BEGIN Excerpted text

I’ve been the outside SEO guy for a while now. The vendor. The person you call when your rankings drop or your Google Ads are bleeding money. You pay a retainer, I do the work, and at the end of the month you squint at a report trying to figure out if it was worth it.
I’ve been thinking about burning that model down.
Not because it doesn’t work — it does. But because it fundamentally undersells what I can actually do, and it puts me in a position where I’m always justifying my existence to someone who doesn’t fully understand what I built for them. There’s a better arrangement. And I think I finally figured out what it looks like.
Here’s the idea: instead of being your marketing vendor, what if I became your entire revenue infrastructure?

What I’m Calling the Company OS
I build a lot of things for the businesses I work with. Websites. Content engines. Ad campaigns. Call tracking. CRM setups. AI agents that handle intake and follow-up. I’ve been doing all of this across multiple companies at once. At some point I started noticing that the companies where I’m most involved — where I’m running the full stack, not just one piece — perform dramatically better than the ones where I’m just “doing SEO.”
So I started asking: what if I just owned the whole stack, hosted it, and took a percentage of what I could prove I drove?

END Excerpted text

## [Goal]
Keep writing the essay above about trading an SEO retainer for a revenue-share "Company OS," starting right after its final sentence.

BEGIN Items

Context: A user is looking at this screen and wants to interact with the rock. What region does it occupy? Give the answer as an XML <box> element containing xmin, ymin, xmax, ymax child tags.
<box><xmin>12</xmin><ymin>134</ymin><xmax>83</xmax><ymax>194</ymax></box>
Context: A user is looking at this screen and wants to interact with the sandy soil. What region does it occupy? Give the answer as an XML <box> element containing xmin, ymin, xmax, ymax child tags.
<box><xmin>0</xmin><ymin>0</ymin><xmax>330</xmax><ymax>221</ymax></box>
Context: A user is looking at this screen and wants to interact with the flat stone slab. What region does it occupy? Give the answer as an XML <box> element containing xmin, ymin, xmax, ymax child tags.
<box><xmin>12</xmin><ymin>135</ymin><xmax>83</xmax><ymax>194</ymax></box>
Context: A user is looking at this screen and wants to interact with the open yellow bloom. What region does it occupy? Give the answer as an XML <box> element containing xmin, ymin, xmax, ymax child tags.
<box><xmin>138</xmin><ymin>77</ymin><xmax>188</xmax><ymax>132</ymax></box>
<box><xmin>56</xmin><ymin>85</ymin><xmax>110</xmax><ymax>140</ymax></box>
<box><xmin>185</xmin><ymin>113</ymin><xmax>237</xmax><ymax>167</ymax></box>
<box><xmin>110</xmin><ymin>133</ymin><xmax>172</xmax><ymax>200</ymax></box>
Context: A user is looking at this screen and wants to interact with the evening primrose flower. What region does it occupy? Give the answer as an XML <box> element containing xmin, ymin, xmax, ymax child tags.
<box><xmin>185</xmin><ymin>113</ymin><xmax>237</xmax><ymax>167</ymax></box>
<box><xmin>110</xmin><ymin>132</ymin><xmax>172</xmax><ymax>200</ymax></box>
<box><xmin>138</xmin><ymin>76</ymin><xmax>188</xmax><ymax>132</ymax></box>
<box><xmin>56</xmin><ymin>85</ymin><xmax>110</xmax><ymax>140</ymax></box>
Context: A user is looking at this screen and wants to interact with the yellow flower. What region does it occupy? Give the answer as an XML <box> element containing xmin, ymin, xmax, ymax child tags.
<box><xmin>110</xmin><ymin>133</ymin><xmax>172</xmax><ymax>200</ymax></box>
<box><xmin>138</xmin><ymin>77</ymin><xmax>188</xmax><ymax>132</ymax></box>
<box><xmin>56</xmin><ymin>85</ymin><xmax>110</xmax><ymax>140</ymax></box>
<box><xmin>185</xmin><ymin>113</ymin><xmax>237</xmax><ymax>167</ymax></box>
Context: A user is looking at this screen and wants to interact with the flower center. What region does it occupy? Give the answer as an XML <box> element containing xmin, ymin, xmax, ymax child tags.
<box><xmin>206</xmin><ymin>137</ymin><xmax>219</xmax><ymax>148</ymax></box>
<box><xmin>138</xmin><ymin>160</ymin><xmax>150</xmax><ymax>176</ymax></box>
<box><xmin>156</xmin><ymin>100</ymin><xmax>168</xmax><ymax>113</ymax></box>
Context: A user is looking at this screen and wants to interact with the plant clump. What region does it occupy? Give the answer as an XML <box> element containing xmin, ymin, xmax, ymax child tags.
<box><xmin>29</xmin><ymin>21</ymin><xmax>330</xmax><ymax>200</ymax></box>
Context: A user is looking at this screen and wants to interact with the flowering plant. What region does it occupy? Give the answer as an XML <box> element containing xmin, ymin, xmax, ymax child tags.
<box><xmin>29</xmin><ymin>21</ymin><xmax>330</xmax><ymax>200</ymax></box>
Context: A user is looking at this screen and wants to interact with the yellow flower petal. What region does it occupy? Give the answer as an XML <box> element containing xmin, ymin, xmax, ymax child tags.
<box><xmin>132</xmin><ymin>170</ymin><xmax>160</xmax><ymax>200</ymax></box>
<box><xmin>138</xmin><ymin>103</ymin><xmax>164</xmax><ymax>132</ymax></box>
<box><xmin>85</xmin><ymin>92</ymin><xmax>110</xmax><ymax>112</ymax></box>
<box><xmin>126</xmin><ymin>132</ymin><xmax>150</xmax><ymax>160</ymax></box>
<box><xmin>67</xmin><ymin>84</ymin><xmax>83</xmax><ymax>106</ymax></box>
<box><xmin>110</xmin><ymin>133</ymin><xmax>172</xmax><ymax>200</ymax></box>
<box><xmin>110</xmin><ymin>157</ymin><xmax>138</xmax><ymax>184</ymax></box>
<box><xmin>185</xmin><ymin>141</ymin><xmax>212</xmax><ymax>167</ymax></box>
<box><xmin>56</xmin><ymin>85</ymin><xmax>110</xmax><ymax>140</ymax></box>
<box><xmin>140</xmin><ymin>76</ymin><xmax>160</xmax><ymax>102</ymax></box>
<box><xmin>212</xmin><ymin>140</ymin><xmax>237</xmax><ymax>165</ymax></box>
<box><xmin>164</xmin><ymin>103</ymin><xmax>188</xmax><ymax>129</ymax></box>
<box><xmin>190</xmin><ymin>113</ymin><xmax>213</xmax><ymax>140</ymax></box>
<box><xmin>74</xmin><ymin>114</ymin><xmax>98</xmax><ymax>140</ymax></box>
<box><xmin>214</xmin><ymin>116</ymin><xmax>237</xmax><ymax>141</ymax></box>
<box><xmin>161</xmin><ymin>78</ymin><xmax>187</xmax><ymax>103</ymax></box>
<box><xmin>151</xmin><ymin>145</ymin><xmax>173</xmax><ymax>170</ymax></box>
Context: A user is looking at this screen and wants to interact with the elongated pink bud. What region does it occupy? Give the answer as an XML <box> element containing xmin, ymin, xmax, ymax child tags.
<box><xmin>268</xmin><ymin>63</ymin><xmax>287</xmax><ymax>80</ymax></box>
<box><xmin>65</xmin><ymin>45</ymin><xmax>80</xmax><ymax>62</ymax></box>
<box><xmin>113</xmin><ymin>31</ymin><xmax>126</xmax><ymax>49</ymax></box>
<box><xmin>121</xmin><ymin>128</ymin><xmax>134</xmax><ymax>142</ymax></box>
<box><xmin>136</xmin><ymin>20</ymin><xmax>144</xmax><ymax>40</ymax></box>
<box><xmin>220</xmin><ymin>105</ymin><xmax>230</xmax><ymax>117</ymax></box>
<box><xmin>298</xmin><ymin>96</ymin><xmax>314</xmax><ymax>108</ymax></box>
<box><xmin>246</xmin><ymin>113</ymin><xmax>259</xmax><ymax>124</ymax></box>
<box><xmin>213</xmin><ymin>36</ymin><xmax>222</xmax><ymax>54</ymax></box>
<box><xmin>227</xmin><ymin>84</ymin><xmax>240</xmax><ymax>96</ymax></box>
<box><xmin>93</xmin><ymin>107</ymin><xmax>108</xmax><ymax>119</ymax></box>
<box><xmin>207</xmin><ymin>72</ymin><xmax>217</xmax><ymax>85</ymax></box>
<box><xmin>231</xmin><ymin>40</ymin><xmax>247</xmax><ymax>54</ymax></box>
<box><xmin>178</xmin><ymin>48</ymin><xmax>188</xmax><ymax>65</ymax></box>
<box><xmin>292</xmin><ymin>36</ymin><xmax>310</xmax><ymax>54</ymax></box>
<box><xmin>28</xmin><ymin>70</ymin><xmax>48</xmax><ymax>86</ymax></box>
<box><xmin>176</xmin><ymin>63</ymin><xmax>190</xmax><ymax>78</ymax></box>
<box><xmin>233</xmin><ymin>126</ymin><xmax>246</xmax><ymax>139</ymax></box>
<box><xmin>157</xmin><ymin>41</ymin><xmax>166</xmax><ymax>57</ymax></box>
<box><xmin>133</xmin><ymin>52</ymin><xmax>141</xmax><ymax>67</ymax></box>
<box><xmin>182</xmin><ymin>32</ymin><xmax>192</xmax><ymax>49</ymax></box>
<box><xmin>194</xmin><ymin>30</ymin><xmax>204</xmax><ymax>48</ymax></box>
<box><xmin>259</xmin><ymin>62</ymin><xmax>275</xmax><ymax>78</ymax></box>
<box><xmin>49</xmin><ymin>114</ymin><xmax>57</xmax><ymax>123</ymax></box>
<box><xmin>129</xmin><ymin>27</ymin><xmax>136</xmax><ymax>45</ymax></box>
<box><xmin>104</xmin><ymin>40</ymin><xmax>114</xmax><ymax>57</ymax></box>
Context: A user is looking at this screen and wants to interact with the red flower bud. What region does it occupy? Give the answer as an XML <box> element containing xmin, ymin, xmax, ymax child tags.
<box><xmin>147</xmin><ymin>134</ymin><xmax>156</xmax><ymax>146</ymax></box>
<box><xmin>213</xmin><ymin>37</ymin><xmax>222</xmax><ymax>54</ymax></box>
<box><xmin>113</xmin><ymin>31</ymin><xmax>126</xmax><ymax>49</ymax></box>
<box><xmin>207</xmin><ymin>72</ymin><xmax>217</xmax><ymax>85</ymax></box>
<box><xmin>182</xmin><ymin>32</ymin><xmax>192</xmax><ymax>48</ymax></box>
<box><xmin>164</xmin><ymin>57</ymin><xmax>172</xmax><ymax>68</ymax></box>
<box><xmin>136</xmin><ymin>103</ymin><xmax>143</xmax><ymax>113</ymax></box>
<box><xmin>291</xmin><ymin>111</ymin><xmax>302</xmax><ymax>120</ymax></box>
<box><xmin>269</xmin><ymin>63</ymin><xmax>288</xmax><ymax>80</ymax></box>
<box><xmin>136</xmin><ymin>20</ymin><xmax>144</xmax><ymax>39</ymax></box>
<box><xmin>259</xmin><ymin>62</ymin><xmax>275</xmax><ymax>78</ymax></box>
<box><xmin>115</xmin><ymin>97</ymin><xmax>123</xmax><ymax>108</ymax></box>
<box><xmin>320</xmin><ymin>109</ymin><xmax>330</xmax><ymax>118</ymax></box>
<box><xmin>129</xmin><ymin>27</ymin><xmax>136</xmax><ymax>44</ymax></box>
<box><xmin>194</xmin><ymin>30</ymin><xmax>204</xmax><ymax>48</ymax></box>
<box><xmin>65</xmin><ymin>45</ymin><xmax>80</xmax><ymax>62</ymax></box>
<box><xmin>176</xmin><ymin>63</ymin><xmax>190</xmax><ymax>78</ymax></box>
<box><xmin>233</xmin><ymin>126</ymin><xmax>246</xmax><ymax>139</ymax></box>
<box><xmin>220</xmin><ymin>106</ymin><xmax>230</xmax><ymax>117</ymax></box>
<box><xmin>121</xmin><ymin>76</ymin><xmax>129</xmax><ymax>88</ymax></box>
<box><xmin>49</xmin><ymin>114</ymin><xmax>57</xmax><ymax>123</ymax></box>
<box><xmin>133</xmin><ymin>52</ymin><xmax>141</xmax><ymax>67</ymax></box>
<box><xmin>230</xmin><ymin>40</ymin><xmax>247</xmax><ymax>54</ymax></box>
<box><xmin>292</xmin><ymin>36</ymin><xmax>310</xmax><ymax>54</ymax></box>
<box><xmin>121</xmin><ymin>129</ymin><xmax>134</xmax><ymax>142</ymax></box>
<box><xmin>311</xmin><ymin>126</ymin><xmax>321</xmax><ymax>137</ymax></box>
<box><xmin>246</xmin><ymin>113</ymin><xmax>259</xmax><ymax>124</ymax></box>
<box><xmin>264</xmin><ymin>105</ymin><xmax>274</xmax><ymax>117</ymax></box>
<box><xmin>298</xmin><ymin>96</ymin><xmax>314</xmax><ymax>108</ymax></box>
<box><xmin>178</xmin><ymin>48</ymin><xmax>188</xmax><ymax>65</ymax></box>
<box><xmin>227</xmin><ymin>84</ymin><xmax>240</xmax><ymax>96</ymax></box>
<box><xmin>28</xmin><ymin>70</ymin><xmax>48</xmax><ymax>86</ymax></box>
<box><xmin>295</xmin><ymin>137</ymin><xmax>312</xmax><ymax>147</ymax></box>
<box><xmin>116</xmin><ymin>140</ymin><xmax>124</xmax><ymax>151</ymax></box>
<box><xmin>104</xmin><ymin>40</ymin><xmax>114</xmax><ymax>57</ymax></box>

END Items

## [The output]
That’s the Company OS. Here’s what’s in the box:
- A dedicated Google Cloud VM — your company’s own server environment that I host and manage
- Your website, fully built and optimized by me
- AI-generated content at scale — the kind that dominates local search
- Google Ads and Local Service Ads managed by me
- Call Track Metrics wired to every traffic source — every call tracked to the page, the keyword, the campaign, the full journey
- A CRM and project management tools for your crew
- AI agents handling intake, follow-up, and estimate coordination

The contractor pays nothing upfront. No retainer. No setup fee. They owe me a percentage of every verified dollar of revenue that came through my system. Call Track Metrics makes it provable. We both look at the same data.
The Numbers I’m Working With
I started this in the restoration contracting space because that’s the vertical I know cold, but the model generalizes to any business where the lead is a phone call.
A mid-size restoration contractor doing $150,000/month in revenue is not unusual in a decent market. Here’s what my costs look like to run the OS for one client: the Google Cloud VM runs about $60–90/month, Call Track Metrics is $150–250/month, content production runs $200–400/month, CRM and project management tools are another $100–200/month. The big variable is Google Ads spend, which I front — somewhere between $2,000–5,000/month depending on the market.
All in, I’m spending $4,000–7,500/month to run the OS for one contractor, including ad spend I’m fronting out of pocket.
At 15% commission on a $150K/month contractor, I’m making $22,500 gross and netting around $15,000–18,000 after fully-loaded costs. Three contractors at that level is $45,000–54,000/month net. Five is north of $80,000/month.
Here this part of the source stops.